Exercise materials →
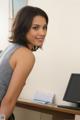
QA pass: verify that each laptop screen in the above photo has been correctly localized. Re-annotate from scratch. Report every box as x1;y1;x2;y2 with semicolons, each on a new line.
63;73;80;103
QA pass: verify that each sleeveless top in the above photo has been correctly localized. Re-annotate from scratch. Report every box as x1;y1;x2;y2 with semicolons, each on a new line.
0;43;21;102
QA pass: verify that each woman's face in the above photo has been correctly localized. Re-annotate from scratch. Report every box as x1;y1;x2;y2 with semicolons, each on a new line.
26;16;47;48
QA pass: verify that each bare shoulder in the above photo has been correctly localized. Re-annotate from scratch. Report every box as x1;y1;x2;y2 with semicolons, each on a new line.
15;47;35;64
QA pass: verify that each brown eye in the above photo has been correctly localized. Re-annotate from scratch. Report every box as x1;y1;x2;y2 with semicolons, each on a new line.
32;26;39;30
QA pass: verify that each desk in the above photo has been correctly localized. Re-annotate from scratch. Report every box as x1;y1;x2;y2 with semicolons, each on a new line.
16;100;80;120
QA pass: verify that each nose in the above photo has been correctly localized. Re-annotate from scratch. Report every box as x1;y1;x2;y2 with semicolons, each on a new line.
39;28;46;36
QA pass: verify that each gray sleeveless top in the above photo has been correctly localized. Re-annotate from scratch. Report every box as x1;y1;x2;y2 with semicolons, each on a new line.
0;43;21;102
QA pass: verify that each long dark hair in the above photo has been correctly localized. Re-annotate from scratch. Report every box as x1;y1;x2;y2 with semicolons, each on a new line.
9;6;48;50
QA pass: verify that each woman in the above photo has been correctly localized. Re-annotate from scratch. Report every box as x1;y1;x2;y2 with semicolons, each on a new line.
0;6;48;120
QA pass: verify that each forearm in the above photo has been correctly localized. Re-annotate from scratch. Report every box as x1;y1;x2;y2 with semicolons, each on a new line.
0;99;15;120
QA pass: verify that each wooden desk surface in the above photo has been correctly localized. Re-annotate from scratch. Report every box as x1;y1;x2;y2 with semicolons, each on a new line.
16;99;80;115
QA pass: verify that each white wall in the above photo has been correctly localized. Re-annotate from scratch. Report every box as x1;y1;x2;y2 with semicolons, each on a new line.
0;0;80;120
0;0;9;50
21;0;80;104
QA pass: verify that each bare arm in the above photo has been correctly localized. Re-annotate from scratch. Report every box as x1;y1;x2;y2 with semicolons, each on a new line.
0;48;35;119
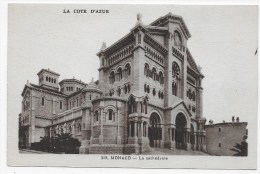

Written exercise → Rewrite all of the material above with "QA pass" replaced by "Review pass" and nothing else altered, omitting the pictures.

Complete response →
Review pass: verify that each laptop screen in the above photo has been correctly localized. Re-annotate from scratch. Report every box as x1;y1;x2;y2 with semicolons, each on a new line.
63;73;80;103
Review pass: verify that each sleeveless top in the above photo has been correctly localized. Re-annotate from scratch. Report every box as x1;y1;x2;y2 with semicolons, each on a new line.
0;43;21;102
Review pass: verify that each woman's face in the above photo has been correctly localized. Re-annotate from scratch. Report every box as x1;y1;x2;y2 with semicolons, each on a new line.
26;16;47;48
Review pass: verify that each bare shoulder in the above photo has been correctly localized. Re-annotate from scratch. Report every box as x1;y1;x2;y2 with semicolons, each on a new line.
15;47;35;64
Review pass: verify that each brown eye in the above photo has been correctly localized. Re-annotate from scratch. Report every box as x1;y1;x2;y2 with semicolons, each on a new line.
32;26;39;30
Review pass: verify that each desk in the above photo has been correctly localized. Re-annotate from scratch. Report every box as x1;y1;x2;y2 with semicolons, each on a new line.
16;100;80;120
Review pass: verify that each nose in the above photo has been correctly localized. Re-annotate from scratch. Report every box as x1;y1;x2;y2 with semicolons, each on a new line.
39;28;46;36
Review pass: verify that each gray sleeveless top in the above photo has been correctly localized. Re-annotate from scratch. Report every box as x1;y1;x2;y2 with semicolons, each on a new line.
0;43;21;102
Review pass: verify that each long dark hair in the above photo has been correctly localized. Re-annotate from scratch. Report every box as x1;y1;x2;y2 with semicolons, each on a new line.
9;6;48;50
Review pass: verify that each woman in the above photo has been correctly localized. Re-annotate from scratch. Report every box as x1;y1;x2;y2 with semicolons, each on a new line.
0;6;48;120
Review pass: verify that each forearm in the above photo has been correctly localized. Re-annotate from scratch. Report every box as x1;y1;x2;y2 with semicolons, each on a new line.
0;99;15;120
Review pass: verify that each wooden desk surface in the above photo has been correctly localized. Re-annotate from scratch. Report every box as x1;y1;x2;y2 with semicolons, each on a new line.
16;99;80;115
Review pass: verify that each white wall in the above photo has been correctly localized. Re-annotate from scratch. Report every box as x1;y1;x2;y2 with semicolons, each on a new line.
0;0;80;120
0;0;9;50
21;0;80;104
Review pass: verify that each bare arm in the above photo has been correctly localized. Re-annotate from scratch. Report every box as x1;y1;x2;y2 with semicolons, each on a new line.
0;48;35;119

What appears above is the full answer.